Task to carry out → Copy out all of the material, matching it word for word.

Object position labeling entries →
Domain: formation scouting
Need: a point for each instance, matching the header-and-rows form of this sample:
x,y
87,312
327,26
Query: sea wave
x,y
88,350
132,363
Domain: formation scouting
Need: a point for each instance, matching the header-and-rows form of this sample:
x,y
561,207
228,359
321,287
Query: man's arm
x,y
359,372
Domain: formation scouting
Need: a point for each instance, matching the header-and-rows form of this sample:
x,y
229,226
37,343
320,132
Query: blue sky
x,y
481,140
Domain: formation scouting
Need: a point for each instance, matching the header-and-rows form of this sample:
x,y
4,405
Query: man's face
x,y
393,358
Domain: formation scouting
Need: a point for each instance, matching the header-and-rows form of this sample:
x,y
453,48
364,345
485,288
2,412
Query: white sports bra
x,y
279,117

Answer to this problem →
Domain: formation scouting
Need: a point for each instance, matching the header-and-rows form of this sample:
x,y
87,312
327,26
Query: sea wave
x,y
88,350
132,363
Domain: formation scouting
Need: a point for each instance, matching the header-and-rows form of this sample:
x,y
561,207
228,359
321,287
Query: man's arm
x,y
359,372
Domain: formation scouting
Need: a point for each instance, matching the header-and-rows form of this sample:
x,y
229,226
37,343
320,132
Query: blue sky
x,y
481,140
Domain: formation scouting
Need: a point for each instance, matching the header-and-rows form of this sample:
x,y
4,405
Query: man's face
x,y
393,358
Domain: formation scouting
Need: a point for each instance, matching the header-and-rows form of this sample:
x,y
453,48
364,345
485,288
2,412
Query: white sports bra
x,y
279,117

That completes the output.